**Set problem**
Find each line in the records below that contains the string "backrest" and copy those lines unchanged.

**Recorded data**
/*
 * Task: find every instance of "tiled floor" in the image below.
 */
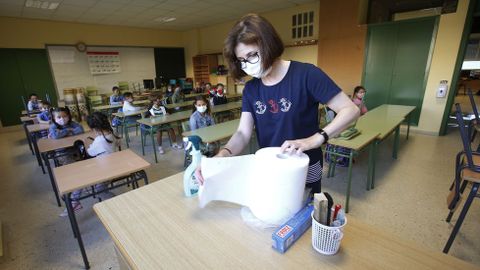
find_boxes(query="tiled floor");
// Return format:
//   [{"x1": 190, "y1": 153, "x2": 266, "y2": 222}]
[{"x1": 0, "y1": 125, "x2": 480, "y2": 269}]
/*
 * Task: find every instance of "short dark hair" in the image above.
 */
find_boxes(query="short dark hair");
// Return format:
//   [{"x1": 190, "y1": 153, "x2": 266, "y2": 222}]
[
  {"x1": 40, "y1": 100, "x2": 52, "y2": 107},
  {"x1": 192, "y1": 95, "x2": 210, "y2": 114},
  {"x1": 223, "y1": 14, "x2": 284, "y2": 79},
  {"x1": 87, "y1": 112, "x2": 120, "y2": 143},
  {"x1": 353, "y1": 85, "x2": 367, "y2": 95},
  {"x1": 50, "y1": 107, "x2": 72, "y2": 129}
]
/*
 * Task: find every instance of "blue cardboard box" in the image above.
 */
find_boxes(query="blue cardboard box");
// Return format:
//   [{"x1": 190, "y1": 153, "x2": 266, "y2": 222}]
[{"x1": 272, "y1": 204, "x2": 313, "y2": 253}]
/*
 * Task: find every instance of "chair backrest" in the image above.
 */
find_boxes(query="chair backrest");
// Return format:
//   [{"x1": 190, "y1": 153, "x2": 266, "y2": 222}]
[
  {"x1": 455, "y1": 103, "x2": 475, "y2": 169},
  {"x1": 467, "y1": 88, "x2": 480, "y2": 123},
  {"x1": 182, "y1": 121, "x2": 190, "y2": 132}
]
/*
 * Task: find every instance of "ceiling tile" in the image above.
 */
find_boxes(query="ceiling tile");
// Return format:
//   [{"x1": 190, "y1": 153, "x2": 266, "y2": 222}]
[
  {"x1": 130, "y1": 0, "x2": 161, "y2": 8},
  {"x1": 54, "y1": 3, "x2": 88, "y2": 14}
]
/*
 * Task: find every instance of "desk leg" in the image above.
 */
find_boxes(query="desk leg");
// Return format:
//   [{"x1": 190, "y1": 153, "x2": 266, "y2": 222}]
[
  {"x1": 150, "y1": 128, "x2": 158, "y2": 163},
  {"x1": 64, "y1": 193, "x2": 90, "y2": 269},
  {"x1": 123, "y1": 122, "x2": 130, "y2": 148},
  {"x1": 392, "y1": 125, "x2": 400, "y2": 159},
  {"x1": 42, "y1": 153, "x2": 62, "y2": 207},
  {"x1": 345, "y1": 150, "x2": 353, "y2": 213},
  {"x1": 367, "y1": 142, "x2": 375, "y2": 190},
  {"x1": 23, "y1": 123, "x2": 35, "y2": 155},
  {"x1": 31, "y1": 132, "x2": 45, "y2": 174},
  {"x1": 370, "y1": 140, "x2": 380, "y2": 189},
  {"x1": 407, "y1": 113, "x2": 412, "y2": 141}
]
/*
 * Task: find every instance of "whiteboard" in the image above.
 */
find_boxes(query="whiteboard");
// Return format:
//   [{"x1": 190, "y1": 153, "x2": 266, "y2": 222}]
[{"x1": 47, "y1": 46, "x2": 156, "y2": 101}]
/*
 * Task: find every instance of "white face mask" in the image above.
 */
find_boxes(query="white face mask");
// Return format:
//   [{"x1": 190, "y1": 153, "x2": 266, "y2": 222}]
[
  {"x1": 57, "y1": 118, "x2": 68, "y2": 126},
  {"x1": 242, "y1": 56, "x2": 272, "y2": 79},
  {"x1": 195, "y1": 105, "x2": 207, "y2": 113}
]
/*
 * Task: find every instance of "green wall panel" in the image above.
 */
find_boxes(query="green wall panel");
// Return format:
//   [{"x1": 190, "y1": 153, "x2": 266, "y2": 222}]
[
  {"x1": 363, "y1": 17, "x2": 437, "y2": 125},
  {"x1": 0, "y1": 49, "x2": 57, "y2": 126}
]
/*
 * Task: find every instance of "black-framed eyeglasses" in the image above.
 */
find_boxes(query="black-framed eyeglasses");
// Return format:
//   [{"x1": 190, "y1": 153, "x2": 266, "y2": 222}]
[{"x1": 237, "y1": 52, "x2": 260, "y2": 69}]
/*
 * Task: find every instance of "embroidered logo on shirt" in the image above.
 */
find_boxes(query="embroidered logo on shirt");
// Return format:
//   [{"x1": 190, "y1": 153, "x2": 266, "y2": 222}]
[
  {"x1": 268, "y1": 99, "x2": 278, "y2": 113},
  {"x1": 255, "y1": 101, "x2": 267, "y2": 114},
  {"x1": 280, "y1": 98, "x2": 292, "y2": 112},
  {"x1": 255, "y1": 98, "x2": 292, "y2": 114}
]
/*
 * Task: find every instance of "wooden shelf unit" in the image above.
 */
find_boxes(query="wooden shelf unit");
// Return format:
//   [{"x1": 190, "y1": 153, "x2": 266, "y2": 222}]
[{"x1": 193, "y1": 54, "x2": 218, "y2": 83}]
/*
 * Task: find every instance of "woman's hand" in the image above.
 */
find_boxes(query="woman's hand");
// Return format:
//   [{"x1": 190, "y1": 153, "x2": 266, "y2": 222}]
[
  {"x1": 280, "y1": 133, "x2": 324, "y2": 155},
  {"x1": 195, "y1": 165, "x2": 205, "y2": 186}
]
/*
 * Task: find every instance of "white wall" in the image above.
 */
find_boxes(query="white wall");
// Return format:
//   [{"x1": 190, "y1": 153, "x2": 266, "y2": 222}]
[{"x1": 48, "y1": 46, "x2": 155, "y2": 100}]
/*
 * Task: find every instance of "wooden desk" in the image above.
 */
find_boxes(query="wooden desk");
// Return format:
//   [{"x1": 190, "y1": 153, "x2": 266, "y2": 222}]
[
  {"x1": 37, "y1": 131, "x2": 95, "y2": 206},
  {"x1": 325, "y1": 130, "x2": 379, "y2": 213},
  {"x1": 26, "y1": 124, "x2": 50, "y2": 174},
  {"x1": 20, "y1": 114, "x2": 38, "y2": 155},
  {"x1": 165, "y1": 100, "x2": 193, "y2": 109},
  {"x1": 183, "y1": 93, "x2": 208, "y2": 99},
  {"x1": 53, "y1": 149, "x2": 150, "y2": 269},
  {"x1": 367, "y1": 104, "x2": 416, "y2": 140},
  {"x1": 137, "y1": 102, "x2": 242, "y2": 162},
  {"x1": 92, "y1": 100, "x2": 150, "y2": 111},
  {"x1": 356, "y1": 113, "x2": 405, "y2": 189},
  {"x1": 182, "y1": 119, "x2": 240, "y2": 143},
  {"x1": 93, "y1": 173, "x2": 478, "y2": 270}
]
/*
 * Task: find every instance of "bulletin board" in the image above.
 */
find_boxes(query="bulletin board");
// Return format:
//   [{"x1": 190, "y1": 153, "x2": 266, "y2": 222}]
[{"x1": 87, "y1": 51, "x2": 121, "y2": 75}]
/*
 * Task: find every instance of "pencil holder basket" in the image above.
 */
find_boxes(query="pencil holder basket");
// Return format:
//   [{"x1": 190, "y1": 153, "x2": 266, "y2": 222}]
[{"x1": 312, "y1": 213, "x2": 347, "y2": 255}]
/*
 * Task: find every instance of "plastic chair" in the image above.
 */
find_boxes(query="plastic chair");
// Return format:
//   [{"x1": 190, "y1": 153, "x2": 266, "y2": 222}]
[
  {"x1": 467, "y1": 88, "x2": 480, "y2": 148},
  {"x1": 182, "y1": 121, "x2": 192, "y2": 168},
  {"x1": 443, "y1": 103, "x2": 480, "y2": 253},
  {"x1": 140, "y1": 122, "x2": 172, "y2": 163}
]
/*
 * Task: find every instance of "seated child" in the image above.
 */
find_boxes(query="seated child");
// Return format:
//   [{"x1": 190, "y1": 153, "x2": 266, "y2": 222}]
[
  {"x1": 27, "y1": 93, "x2": 40, "y2": 112},
  {"x1": 110, "y1": 86, "x2": 123, "y2": 105},
  {"x1": 37, "y1": 100, "x2": 52, "y2": 124},
  {"x1": 352, "y1": 86, "x2": 368, "y2": 115},
  {"x1": 325, "y1": 86, "x2": 368, "y2": 167},
  {"x1": 190, "y1": 96, "x2": 215, "y2": 130},
  {"x1": 213, "y1": 83, "x2": 228, "y2": 105},
  {"x1": 146, "y1": 97, "x2": 183, "y2": 154},
  {"x1": 48, "y1": 107, "x2": 83, "y2": 139},
  {"x1": 193, "y1": 82, "x2": 204, "y2": 94},
  {"x1": 60, "y1": 112, "x2": 120, "y2": 217},
  {"x1": 172, "y1": 83, "x2": 183, "y2": 103}
]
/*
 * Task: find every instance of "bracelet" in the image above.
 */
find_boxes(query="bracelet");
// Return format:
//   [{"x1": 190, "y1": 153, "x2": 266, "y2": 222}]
[
  {"x1": 318, "y1": 128, "x2": 329, "y2": 144},
  {"x1": 222, "y1": 147, "x2": 233, "y2": 156}
]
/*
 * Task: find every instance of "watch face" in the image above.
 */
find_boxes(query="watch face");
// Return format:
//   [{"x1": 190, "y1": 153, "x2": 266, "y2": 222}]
[{"x1": 76, "y1": 42, "x2": 87, "y2": 52}]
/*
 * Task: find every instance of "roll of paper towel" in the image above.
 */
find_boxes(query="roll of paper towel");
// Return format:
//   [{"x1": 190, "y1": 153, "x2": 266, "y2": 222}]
[{"x1": 199, "y1": 147, "x2": 309, "y2": 225}]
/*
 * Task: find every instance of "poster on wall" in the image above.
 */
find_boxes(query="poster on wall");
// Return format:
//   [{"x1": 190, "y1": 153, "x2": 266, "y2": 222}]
[{"x1": 87, "y1": 52, "x2": 121, "y2": 75}]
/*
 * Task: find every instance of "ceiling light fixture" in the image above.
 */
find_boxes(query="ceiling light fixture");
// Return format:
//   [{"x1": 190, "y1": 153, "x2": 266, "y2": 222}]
[
  {"x1": 154, "y1": 17, "x2": 177, "y2": 22},
  {"x1": 25, "y1": 0, "x2": 60, "y2": 10}
]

**Exercise solution**
 * Task: find every instance of "chair backrest" in the image above.
find_boxes(query="chair backrest");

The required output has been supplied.